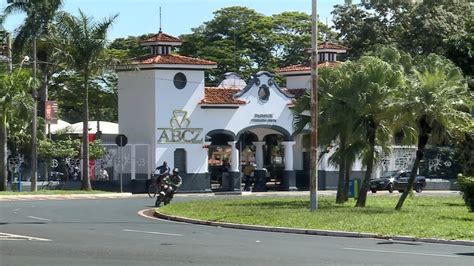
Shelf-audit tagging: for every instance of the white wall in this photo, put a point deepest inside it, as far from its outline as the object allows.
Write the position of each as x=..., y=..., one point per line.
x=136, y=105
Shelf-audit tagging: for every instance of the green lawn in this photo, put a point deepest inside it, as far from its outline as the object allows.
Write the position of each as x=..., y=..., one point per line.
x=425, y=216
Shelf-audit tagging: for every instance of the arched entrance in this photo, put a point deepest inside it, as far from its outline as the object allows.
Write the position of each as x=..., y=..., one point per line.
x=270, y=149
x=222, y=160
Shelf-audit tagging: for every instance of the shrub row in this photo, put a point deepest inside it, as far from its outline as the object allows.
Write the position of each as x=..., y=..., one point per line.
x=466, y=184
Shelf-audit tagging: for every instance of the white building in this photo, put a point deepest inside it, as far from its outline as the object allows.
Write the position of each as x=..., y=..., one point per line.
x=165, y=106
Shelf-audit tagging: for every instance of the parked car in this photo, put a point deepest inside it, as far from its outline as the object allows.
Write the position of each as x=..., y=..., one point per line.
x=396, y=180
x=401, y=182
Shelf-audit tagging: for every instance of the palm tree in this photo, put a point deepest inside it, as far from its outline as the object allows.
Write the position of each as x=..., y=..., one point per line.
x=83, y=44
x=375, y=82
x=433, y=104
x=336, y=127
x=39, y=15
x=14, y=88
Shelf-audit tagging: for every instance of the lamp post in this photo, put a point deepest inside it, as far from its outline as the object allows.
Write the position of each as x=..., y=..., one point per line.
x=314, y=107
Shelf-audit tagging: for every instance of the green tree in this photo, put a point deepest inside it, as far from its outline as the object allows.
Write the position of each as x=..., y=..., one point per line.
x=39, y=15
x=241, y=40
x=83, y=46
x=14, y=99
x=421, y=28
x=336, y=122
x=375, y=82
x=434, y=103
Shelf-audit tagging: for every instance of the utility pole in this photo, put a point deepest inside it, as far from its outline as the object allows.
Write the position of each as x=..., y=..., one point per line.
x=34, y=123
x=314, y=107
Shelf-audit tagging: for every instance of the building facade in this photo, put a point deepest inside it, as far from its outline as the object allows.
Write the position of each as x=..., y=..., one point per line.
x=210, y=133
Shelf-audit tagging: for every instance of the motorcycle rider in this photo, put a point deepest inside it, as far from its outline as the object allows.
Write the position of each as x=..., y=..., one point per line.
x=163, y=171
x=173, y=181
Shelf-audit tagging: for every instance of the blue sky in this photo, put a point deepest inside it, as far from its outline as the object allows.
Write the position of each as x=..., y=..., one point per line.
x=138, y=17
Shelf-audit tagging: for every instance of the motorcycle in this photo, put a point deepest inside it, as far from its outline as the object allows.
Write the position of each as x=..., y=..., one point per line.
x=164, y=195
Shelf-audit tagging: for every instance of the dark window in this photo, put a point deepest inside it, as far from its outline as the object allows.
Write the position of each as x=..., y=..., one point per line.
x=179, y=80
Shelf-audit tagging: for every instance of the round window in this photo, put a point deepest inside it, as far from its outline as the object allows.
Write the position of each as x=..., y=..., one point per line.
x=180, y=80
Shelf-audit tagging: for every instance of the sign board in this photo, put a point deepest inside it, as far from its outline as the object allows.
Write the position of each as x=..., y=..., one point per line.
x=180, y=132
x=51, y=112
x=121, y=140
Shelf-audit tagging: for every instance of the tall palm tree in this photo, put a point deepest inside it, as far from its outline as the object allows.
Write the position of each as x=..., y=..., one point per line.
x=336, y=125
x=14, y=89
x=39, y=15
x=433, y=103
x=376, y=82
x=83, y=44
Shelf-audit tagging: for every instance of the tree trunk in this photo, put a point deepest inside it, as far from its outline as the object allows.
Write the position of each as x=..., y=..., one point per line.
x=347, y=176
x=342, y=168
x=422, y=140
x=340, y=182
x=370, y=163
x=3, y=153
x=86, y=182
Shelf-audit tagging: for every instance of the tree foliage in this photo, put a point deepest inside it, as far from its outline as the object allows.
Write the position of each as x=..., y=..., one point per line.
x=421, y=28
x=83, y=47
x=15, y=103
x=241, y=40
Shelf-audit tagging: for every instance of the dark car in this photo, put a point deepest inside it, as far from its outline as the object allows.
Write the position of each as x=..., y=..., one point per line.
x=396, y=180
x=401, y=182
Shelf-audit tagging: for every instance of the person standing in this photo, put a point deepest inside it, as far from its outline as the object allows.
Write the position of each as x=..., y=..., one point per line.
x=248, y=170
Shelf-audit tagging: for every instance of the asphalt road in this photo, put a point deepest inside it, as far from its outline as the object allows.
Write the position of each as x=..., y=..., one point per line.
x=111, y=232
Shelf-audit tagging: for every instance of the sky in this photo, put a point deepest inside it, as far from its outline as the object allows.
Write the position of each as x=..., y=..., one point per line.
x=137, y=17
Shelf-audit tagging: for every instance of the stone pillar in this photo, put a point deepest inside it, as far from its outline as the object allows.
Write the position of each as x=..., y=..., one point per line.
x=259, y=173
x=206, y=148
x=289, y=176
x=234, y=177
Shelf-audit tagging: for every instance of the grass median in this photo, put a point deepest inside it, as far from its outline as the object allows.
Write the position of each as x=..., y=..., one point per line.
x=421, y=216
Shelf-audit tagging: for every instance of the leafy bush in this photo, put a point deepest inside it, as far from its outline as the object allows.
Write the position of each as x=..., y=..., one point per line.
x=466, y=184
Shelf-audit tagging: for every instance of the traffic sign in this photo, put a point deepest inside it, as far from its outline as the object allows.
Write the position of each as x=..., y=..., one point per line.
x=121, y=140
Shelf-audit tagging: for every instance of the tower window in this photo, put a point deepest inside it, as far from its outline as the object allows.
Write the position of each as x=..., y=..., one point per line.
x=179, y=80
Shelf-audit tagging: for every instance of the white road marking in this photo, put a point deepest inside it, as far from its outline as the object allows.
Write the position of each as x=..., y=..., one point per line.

-------

Lay out every line of the items above as a numbered list, skipping blank lines and leaving out the pictures.

1. Shelf-audit tagging: for every instance of the white wall in this photo, put a point deepest inside it, as far from its outline as the object allows.
2. Write the position of each as x=..., y=..., one point per line.
3. x=136, y=105
4. Shelf-audit tagging: for every instance of the green lawn in this photo, put a point deepest inside it, as far from its outline as the object allows.
5. Write the position of each as x=..., y=..., one point per line.
6. x=425, y=216
7. Shelf-audit tagging: for every instance of the arched entrance in this photo, put a point deepest inside it, as far from its outline as the object allows.
8. Write the position of each as x=..., y=..., one point per line.
9. x=270, y=149
10. x=222, y=160
11. Shelf-audit tagging: for every instance of the shrub row in this photo, put a point deepest inside it, as far from its outline as the object allows.
12. Write the position of each as x=..., y=..., one point per line.
13. x=466, y=184
14. Shelf-audit tagging: for every instance of the white building in this photo, put a point deepest inside it, as far from its outline as the object allows.
15. Write the position of each as x=..., y=..., one point per line.
16. x=165, y=106
17. Shelf-audit tagging: for every instance of the parked car in this photo, put a point deepest inside it, as far from its outline as the object allows.
18. Write the position of each as x=..., y=..., one point per line.
19. x=396, y=180
20. x=401, y=182
21. Shelf-audit tagging: for every instance of the palm tree in this photo, put a point deepest inside it, as far from its outline as the object allows.
22. Write the position of each as x=..., y=..., one point per line.
23. x=83, y=44
24. x=375, y=82
25. x=433, y=104
26. x=336, y=127
27. x=39, y=15
28. x=14, y=88
29. Shelf-audit tagging: for every instance of the lamp post in this photo, put a point deepest inside it, as far from its outline as the object allows.
30. Write the position of each as x=..., y=..., one point per line.
31. x=314, y=107
32. Shelf-audit tagging: for every instance of the green tree in this photo, put a point deepest inside it, as far from its outline as the object allows.
33. Write the position of each as x=..., y=..., one point per line.
34. x=39, y=15
35. x=241, y=40
36. x=83, y=46
37. x=14, y=99
38. x=421, y=28
39. x=336, y=122
40. x=375, y=82
41. x=434, y=103
42. Shelf-audit tagging: for every instance of the utility pole in this photo, put a point deepest inside it, as far from its outline as the object allows.
43. Write the position of each as x=..., y=..., one point per line.
44. x=34, y=123
45. x=314, y=107
46. Shelf-audit tagging: for every instance of the building facade in this photo, put a point deepest inside it, as far from its outline as the object allows.
47. Write the position of each as x=..., y=..., one point per line.
48. x=210, y=133
49. Shelf-audit tagging: for every instance of the motorcycle rider in this photo, put a point deepest inside it, as far from its outline as the object allows.
50. Write the position of each as x=..., y=..., one point per line.
51. x=163, y=171
52. x=173, y=181
53. Shelf-audit tagging: for every instance of the blue sky in this photo, put a point deepest inside it, as far from its outline as the object allows.
54. Write the position of each as x=..., y=..., one point per line.
55. x=138, y=17
56. Shelf-audit tagging: for every instance of the motorcycle in this photo, put a point deepest inside it, as far from its outline as the object allows.
57. Write the position of each as x=..., y=..., one point per line.
58. x=164, y=195
59. Shelf-audit tagging: for every instance of the dark window in this photo, put a point deepest inside it, as far from its outline as the object allows.
60. Write the position of each as x=..., y=..., one point per line.
61. x=179, y=80
62. Shelf-audit tagging: for every instance of the round window in this photo, put a point deepest inside it, as far from its outline as the object allows.
63. Write the position of each as x=..., y=..., one point per line.
64. x=180, y=80
65. Shelf-audit tagging: for every instance of the sign board in this photo, put a point deepest inside it, as far from its outline as the object allows.
66. Write the position of each as x=..., y=..., one point per line.
67. x=180, y=132
68. x=51, y=112
69. x=121, y=140
70. Shelf-audit tagging: for every instance of the tall palm tree in this photo, put a point deepest inside it, as far from its outline as the object allows.
71. Write the position of each as x=..., y=..., one point per line.
72. x=336, y=125
73. x=14, y=89
74. x=39, y=15
75. x=433, y=103
76. x=376, y=82
77. x=83, y=44
78. Shelf-audit tagging: for every instance of the tree trunk in this photo, put a point deepest inside it, as far from its outline as the object allows.
79. Write the position of each as x=..., y=..., one point per line.
80. x=347, y=176
81. x=342, y=168
82. x=422, y=140
83. x=340, y=182
84. x=370, y=163
85. x=3, y=153
86. x=86, y=182
87. Shelf-audit tagging: for every instance of the tree foliage in this photo, put a point deepest inside it, as far from its outline as the object allows.
88. Write the position of each as x=..., y=..., one point per line.
89. x=421, y=28
90. x=83, y=47
91. x=15, y=103
92. x=241, y=40
93. Shelf-audit tagging: for every instance of the dark car in this photo, put a point deepest inside it, as far from its outline as the object allows.
94. Write the position of each as x=..., y=..., one point per line.
95. x=396, y=180
96. x=401, y=182
97. Shelf-audit tagging: for every instance of the person standing in this photo, put a point deepest inside it, as far from its outline as the object allows.
98. Write the position of each as x=..., y=..., one point per line.
99. x=248, y=170
100. Shelf-audit tagging: for every instance of the asphalt road in this photo, put a point deepest inside it, as far from its outline as the object allows.
101. Write the position of each as x=..., y=..., one point per line.
102. x=111, y=232
103. Shelf-audit tagging: for every instance of the sky in this photo, put a point deepest inside it, as far from its outline as the object allows.
104. Write the position of each as x=..., y=..., one point per line.
105. x=137, y=17
106. Shelf-audit tagging: for every instance of the stone pillar in this photo, put a point deepest inside it, as far from its outline as the object allows.
107. Write the position of each as x=..., y=..., one point per line.
108. x=259, y=173
109. x=206, y=148
110. x=289, y=176
111. x=234, y=177
112. Shelf-audit tagging: for every instance of the grass median in this photo, put a point deepest inside it, as far from its outline as the object allows.
113. Write the position of each as x=..., y=..., one point per line.
114. x=421, y=216
115. Shelf-audit tagging: for every instance of the leafy bush in this photo, put a point deepest inside it, as far from its outline as the object allows.
116. Write the position of each as x=..., y=..., one point per line.
117. x=466, y=184
118. Shelf-audit tagging: for every instance of the traffic sign in this photo, put a point deepest inside it, as far from its outline as the object allows.
119. Write the position of each as x=..., y=..., one point per line.
120. x=121, y=140
121. Shelf-audit tagging: for every instance of the tower window in this photo, put a point deepest inside it, as far from its outline as the object allows.
122. Write the position of each as x=..., y=..., one point per line.
123. x=179, y=80
124. Shelf-audit tagging: for every instance of the white road marking in this photo, put a point deepest inside it, as far from its outline as the object allows.
125. Write the position of each as x=..., y=..., one point per line.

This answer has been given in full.